— Start Records shown —

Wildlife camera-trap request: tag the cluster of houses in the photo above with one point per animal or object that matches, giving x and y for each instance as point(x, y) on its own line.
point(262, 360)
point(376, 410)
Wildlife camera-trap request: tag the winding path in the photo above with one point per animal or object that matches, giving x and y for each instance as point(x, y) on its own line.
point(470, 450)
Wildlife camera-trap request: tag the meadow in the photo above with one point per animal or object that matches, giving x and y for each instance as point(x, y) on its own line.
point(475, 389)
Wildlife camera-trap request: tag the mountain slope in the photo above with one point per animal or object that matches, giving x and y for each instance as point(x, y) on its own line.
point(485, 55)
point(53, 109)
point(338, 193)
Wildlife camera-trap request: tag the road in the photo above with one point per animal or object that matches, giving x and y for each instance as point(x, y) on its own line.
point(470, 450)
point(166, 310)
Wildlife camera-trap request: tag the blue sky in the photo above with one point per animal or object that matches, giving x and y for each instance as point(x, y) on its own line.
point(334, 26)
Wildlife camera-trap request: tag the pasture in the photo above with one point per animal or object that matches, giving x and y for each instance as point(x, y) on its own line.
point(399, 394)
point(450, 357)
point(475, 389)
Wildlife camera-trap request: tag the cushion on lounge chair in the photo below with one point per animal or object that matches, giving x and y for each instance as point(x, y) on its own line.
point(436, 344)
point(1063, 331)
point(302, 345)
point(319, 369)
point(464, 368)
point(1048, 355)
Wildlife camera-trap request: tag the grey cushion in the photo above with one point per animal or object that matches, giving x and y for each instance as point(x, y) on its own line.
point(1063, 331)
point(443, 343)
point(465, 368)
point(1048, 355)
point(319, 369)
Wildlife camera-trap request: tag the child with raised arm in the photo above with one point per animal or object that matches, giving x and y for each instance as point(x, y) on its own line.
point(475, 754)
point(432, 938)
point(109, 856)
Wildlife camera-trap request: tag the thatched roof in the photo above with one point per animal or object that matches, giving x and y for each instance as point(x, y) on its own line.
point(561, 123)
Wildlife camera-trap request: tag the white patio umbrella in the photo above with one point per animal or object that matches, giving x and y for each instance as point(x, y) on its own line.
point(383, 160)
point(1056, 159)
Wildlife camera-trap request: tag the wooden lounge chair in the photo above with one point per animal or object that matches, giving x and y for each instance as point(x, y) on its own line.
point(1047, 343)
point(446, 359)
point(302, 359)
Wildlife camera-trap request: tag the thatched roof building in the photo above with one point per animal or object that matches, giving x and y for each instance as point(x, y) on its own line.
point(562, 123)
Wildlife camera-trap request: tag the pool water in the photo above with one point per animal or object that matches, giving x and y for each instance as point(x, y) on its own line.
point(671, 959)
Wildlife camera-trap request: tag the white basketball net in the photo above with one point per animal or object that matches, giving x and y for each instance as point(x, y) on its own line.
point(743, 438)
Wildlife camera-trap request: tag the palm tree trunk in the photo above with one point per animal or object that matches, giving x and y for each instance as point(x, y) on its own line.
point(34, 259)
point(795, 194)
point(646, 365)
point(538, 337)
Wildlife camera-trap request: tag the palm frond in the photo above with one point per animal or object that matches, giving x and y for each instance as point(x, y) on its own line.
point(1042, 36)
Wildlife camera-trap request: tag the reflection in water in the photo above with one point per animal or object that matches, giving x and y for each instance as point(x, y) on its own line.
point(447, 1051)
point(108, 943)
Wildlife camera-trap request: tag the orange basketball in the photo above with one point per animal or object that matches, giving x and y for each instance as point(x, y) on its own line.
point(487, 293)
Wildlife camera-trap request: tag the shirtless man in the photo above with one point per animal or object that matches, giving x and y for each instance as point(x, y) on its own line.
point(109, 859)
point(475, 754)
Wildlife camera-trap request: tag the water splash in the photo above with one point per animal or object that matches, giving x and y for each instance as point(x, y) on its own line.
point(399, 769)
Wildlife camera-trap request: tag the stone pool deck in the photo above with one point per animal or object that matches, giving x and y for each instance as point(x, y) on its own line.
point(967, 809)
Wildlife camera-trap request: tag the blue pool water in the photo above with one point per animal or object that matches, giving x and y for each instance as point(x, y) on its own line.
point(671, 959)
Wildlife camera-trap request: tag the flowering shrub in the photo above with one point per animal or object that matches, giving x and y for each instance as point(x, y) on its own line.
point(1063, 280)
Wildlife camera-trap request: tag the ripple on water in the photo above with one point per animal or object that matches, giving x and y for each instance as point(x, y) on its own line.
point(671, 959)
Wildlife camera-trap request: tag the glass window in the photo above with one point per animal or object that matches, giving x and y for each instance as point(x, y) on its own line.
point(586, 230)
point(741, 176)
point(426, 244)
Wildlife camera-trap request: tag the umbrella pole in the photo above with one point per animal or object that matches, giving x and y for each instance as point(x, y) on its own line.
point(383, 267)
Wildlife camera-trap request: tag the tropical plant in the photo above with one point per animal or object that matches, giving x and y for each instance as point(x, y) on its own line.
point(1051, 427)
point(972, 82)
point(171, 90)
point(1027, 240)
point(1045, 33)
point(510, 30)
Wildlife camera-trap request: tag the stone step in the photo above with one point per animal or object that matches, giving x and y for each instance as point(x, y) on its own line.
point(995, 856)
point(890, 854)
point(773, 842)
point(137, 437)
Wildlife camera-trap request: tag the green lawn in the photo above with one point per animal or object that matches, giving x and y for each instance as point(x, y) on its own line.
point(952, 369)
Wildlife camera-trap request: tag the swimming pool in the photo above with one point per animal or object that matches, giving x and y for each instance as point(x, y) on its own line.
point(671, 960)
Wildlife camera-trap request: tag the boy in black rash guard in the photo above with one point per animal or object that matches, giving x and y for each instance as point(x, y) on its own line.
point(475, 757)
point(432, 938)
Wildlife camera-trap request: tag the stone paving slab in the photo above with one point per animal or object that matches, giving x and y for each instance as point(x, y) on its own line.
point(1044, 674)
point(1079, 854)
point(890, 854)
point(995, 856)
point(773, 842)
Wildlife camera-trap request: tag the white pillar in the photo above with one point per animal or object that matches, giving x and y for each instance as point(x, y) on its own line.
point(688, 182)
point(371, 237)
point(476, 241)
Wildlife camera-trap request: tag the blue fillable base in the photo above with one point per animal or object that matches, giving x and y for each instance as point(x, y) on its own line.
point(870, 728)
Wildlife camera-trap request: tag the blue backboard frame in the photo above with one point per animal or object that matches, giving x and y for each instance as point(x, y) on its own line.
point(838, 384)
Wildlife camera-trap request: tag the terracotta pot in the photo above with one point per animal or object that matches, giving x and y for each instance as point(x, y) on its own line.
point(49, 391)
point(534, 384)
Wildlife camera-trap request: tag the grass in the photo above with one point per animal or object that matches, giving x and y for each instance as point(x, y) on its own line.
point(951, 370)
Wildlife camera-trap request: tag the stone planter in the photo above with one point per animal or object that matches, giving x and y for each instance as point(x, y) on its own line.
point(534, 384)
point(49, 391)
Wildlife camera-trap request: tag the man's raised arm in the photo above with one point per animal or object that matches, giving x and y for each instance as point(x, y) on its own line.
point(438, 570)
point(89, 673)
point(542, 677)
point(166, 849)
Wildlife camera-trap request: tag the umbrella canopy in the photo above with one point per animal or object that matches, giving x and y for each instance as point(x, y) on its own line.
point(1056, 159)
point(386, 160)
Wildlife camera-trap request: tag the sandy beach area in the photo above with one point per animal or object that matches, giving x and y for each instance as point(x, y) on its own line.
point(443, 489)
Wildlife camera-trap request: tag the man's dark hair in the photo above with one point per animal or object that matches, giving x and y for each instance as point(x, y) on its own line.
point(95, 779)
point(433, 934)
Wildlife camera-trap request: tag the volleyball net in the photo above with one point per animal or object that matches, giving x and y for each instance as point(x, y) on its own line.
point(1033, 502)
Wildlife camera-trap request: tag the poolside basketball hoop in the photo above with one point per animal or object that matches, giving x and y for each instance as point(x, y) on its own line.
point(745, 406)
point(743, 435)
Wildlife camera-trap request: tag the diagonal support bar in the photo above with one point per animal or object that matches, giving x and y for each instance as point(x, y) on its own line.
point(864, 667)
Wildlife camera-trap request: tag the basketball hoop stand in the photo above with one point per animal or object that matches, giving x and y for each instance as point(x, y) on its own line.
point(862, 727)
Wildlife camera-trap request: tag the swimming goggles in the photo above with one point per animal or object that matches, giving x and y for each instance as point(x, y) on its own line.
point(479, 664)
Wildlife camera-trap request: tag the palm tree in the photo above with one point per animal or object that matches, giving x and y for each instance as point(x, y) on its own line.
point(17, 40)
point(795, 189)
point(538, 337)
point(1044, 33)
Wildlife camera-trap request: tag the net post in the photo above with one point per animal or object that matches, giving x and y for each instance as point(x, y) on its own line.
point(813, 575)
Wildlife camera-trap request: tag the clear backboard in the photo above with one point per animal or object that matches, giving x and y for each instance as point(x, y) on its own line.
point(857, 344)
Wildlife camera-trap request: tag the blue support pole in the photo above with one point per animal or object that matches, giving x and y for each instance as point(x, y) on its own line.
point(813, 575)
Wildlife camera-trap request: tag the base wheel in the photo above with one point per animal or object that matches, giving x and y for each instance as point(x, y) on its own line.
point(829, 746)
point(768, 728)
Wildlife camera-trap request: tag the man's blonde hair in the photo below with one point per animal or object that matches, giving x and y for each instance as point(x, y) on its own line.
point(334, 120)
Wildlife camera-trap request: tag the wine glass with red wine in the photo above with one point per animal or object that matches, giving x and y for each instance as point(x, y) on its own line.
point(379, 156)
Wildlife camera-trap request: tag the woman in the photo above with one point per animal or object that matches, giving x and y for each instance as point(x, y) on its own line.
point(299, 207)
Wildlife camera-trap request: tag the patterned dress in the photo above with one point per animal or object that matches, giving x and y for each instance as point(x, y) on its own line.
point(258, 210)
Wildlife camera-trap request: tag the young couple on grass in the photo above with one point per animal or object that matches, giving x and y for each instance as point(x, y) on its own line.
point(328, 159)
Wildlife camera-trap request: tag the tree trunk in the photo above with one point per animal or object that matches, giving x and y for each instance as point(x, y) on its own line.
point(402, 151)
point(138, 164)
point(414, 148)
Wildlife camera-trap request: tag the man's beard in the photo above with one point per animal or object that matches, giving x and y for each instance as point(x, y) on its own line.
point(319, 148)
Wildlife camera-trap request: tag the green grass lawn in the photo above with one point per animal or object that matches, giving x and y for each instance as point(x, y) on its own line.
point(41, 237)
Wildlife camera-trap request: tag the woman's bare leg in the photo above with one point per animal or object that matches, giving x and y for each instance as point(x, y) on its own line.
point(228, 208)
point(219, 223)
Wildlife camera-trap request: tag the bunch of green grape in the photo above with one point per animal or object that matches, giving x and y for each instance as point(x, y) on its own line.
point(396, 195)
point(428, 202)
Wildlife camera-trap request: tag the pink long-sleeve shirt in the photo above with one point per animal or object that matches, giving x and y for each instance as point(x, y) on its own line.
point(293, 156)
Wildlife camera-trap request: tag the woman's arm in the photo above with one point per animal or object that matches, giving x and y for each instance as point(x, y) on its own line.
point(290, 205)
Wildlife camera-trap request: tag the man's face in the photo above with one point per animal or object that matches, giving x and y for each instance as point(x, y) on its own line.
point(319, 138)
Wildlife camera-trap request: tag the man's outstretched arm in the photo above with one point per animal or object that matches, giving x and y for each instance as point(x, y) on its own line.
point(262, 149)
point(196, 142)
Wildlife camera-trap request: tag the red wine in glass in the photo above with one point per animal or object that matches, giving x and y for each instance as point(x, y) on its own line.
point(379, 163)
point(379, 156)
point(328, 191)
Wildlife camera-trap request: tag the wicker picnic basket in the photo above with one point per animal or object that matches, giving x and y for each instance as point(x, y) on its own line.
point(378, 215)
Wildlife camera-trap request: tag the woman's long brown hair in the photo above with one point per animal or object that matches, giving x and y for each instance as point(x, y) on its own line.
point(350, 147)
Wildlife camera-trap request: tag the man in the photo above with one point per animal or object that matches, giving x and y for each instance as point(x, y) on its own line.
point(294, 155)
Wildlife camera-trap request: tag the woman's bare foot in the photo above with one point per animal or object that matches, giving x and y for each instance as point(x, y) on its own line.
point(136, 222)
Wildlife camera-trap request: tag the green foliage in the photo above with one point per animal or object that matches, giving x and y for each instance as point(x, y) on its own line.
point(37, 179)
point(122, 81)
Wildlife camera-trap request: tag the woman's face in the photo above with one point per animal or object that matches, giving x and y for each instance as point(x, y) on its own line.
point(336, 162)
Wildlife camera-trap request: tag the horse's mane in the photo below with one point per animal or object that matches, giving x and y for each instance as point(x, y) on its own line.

— End Records shown —

◆ Task to carry out:
Recast the rows from the line that has "Wildlife camera-trap request: tag the stone planter" through the line that has "point(1033, 502)", both included, as a Markdown table with the columns Position and Text, one line per table row with its number, leaving out blank lines.

◆ Output of the exercise:
| Position | Text |
|---|---|
| 1 | Wildlife camera-trap request: tag the stone planter in the photo above with one point per animal or object that matches, giving x and y for each instance as point(x, y) on its own line. |
| 2 | point(534, 384) |
| 3 | point(49, 391) |
| 4 | Wildlife camera-trap request: tag the man's raised arm in the photo above with one point per animal or object that matches, giving x and y for each instance as point(x, y) on its own line. |
| 5 | point(438, 570) |
| 6 | point(89, 673) |
| 7 | point(542, 677) |
| 8 | point(166, 849) |
| 9 | Wildlife camera-trap request: tag the umbrella canopy in the photo above with one point per animal or object that matches, giving x and y for each instance as point(x, y) on its own line. |
| 10 | point(1056, 159) |
| 11 | point(386, 160) |
| 12 | Wildlife camera-trap request: tag the sandy beach area in the photo above with one point per animal or object that matches, giving x and y for each instance as point(x, y) on its own line. |
| 13 | point(443, 489) |
| 14 | Wildlife camera-trap request: tag the man's dark hair in the photo above with one point per animal or object that matches, giving x and y for each instance as point(x, y) on its own line. |
| 15 | point(95, 779) |
| 16 | point(433, 934) |
| 17 | Wildlife camera-trap request: tag the volleyball net in the photo above with one point per animal or object that matches, giving x and y for each instance as point(x, y) on its own line. |
| 18 | point(1033, 502) |